'''

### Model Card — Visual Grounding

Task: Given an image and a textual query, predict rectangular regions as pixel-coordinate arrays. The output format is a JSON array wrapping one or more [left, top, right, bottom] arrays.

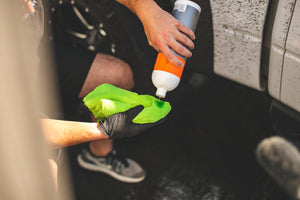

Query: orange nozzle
[[154, 52, 185, 78]]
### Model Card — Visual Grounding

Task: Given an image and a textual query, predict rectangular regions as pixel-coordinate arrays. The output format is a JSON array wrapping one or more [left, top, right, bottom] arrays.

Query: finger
[[160, 45, 184, 67], [177, 22, 196, 40], [126, 105, 144, 121], [174, 31, 195, 49]]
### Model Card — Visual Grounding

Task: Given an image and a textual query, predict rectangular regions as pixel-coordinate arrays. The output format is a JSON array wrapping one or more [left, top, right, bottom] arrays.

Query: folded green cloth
[[83, 83, 171, 124]]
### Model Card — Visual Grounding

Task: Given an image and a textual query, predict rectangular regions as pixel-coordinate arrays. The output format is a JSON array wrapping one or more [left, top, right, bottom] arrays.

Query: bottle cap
[[156, 88, 167, 98]]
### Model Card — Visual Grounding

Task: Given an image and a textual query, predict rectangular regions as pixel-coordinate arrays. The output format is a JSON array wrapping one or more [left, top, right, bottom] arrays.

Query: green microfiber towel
[[83, 83, 171, 124]]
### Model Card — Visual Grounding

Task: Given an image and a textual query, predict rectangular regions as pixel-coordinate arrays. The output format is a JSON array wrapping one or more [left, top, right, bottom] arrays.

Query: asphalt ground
[[52, 1, 288, 200], [58, 76, 288, 200]]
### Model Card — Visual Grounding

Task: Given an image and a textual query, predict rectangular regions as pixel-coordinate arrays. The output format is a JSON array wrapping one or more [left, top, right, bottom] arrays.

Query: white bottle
[[152, 0, 201, 98]]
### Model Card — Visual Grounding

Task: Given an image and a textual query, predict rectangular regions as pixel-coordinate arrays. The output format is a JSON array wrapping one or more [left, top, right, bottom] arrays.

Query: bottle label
[[154, 52, 185, 78], [174, 4, 187, 12]]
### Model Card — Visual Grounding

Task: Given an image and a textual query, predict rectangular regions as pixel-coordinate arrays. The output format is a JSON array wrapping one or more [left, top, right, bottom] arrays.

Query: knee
[[115, 61, 134, 90], [94, 54, 134, 90]]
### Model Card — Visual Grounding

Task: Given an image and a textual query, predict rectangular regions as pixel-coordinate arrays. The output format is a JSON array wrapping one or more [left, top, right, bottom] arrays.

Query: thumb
[[125, 105, 144, 121]]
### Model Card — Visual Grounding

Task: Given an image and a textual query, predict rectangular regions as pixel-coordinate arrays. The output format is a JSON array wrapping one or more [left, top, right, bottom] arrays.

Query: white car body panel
[[210, 0, 269, 90], [280, 0, 300, 111], [210, 0, 300, 111]]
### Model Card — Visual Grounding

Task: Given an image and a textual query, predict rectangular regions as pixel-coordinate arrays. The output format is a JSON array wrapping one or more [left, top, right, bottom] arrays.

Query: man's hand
[[98, 106, 166, 139], [117, 0, 195, 67], [142, 4, 195, 67]]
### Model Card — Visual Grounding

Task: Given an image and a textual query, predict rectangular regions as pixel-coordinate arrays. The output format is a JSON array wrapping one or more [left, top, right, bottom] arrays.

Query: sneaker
[[77, 149, 146, 183]]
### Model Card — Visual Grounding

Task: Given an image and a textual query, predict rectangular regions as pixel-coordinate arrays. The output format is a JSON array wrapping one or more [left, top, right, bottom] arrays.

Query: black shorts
[[54, 44, 96, 120]]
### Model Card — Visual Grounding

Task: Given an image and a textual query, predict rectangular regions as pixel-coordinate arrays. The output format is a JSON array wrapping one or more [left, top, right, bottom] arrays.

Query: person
[[23, 0, 195, 182], [51, 0, 195, 183]]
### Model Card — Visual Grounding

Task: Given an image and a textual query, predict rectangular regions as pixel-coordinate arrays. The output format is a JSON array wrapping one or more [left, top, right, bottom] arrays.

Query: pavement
[[58, 76, 288, 200], [52, 1, 288, 200]]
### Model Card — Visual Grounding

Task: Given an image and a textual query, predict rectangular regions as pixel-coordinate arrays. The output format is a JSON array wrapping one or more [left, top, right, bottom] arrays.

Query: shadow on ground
[[58, 77, 288, 200]]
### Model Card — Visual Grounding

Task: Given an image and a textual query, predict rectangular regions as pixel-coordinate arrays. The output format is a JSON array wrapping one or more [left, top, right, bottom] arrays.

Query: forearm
[[41, 119, 109, 148]]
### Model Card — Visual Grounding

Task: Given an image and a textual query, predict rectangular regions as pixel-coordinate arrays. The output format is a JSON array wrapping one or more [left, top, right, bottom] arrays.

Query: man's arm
[[116, 0, 195, 66], [41, 119, 109, 148]]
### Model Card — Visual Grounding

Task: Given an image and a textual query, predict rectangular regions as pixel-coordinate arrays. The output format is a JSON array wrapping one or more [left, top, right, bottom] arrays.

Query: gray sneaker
[[77, 149, 146, 183]]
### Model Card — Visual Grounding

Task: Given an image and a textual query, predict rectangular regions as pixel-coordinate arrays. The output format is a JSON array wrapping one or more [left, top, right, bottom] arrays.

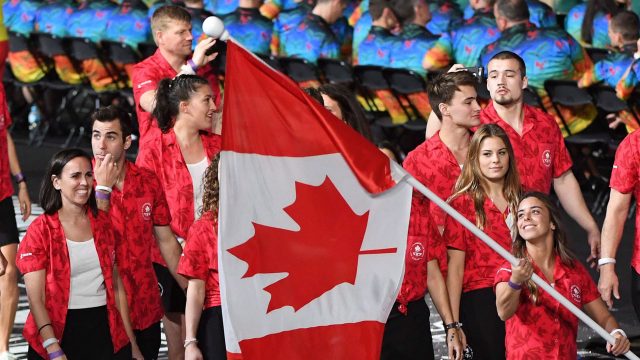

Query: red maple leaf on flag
[[228, 177, 397, 313]]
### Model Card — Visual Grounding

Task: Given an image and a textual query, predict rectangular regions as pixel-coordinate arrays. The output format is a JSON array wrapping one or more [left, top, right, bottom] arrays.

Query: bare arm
[[584, 299, 631, 356], [184, 279, 205, 360], [447, 249, 465, 321], [496, 259, 533, 321], [113, 266, 144, 360], [598, 189, 632, 308], [153, 226, 187, 289], [427, 259, 464, 360], [553, 170, 600, 267], [7, 133, 31, 221], [24, 269, 66, 360]]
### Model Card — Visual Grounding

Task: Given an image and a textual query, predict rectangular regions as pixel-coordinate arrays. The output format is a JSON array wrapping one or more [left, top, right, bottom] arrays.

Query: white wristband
[[609, 329, 627, 337], [42, 338, 58, 349], [96, 185, 113, 194], [598, 258, 616, 266]]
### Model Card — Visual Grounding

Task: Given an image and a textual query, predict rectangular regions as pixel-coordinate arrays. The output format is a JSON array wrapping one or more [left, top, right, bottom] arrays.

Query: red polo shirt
[[494, 256, 600, 360], [131, 49, 220, 143], [178, 212, 221, 309], [402, 132, 461, 276], [102, 161, 171, 330], [0, 84, 13, 200], [396, 213, 442, 313], [136, 129, 222, 242], [610, 131, 640, 273], [442, 194, 511, 293], [480, 102, 573, 194], [16, 211, 129, 359]]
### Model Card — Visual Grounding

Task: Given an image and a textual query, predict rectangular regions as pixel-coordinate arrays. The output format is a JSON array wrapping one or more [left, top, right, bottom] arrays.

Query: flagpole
[[406, 173, 640, 360]]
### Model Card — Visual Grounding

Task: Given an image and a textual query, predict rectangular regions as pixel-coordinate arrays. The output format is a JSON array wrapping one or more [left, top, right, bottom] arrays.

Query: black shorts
[[0, 196, 20, 247], [153, 263, 187, 314]]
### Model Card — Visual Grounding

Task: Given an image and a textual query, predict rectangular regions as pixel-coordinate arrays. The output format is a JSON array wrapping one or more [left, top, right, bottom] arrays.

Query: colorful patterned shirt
[[67, 1, 116, 43], [178, 212, 221, 309], [424, 9, 500, 69], [358, 26, 402, 66], [527, 0, 558, 27], [480, 23, 593, 90], [495, 256, 600, 360], [480, 102, 573, 194], [224, 8, 273, 55], [104, 3, 153, 49], [564, 3, 612, 48], [442, 194, 512, 293], [102, 161, 171, 330], [609, 131, 640, 273], [280, 14, 340, 64], [16, 211, 129, 358], [579, 44, 636, 88], [270, 3, 312, 56], [427, 0, 462, 35], [390, 24, 440, 76], [616, 60, 640, 100], [2, 0, 42, 36]]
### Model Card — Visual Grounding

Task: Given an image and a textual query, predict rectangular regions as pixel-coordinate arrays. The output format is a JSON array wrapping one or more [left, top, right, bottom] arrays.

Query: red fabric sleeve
[[16, 218, 49, 274]]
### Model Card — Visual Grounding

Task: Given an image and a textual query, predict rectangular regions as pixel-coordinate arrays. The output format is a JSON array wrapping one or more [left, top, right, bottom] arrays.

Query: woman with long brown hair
[[495, 192, 630, 360], [178, 156, 226, 360], [443, 124, 521, 359]]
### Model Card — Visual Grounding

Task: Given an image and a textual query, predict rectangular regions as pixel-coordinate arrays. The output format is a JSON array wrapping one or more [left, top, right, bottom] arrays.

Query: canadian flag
[[219, 41, 412, 360]]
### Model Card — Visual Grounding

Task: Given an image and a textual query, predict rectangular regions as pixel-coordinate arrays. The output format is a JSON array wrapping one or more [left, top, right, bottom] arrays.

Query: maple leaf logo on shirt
[[228, 177, 397, 313]]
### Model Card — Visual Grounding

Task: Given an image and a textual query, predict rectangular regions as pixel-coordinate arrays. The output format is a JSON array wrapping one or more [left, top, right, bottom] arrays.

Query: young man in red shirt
[[598, 131, 640, 318], [91, 106, 186, 359], [0, 84, 31, 359], [132, 5, 220, 147], [427, 51, 600, 262]]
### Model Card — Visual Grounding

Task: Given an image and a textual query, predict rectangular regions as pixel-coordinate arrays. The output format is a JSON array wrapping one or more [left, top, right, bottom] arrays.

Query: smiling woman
[[443, 124, 521, 359], [17, 149, 131, 360]]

'''

# The exercise
Please copy the items from the very beginning up to and including the line with "[[154, 52, 185, 78]]". Leave the pictures out.

# The completed task
### Model Card — Visual Grounding

Task: Given an image and a textual query, predict rectangular regions as pixel-coordinate arrays. The output format is a JSON array wrapping one or more [left, top, right, bottom] arrays.


Query: orange nozzle
[[154, 52, 185, 78]]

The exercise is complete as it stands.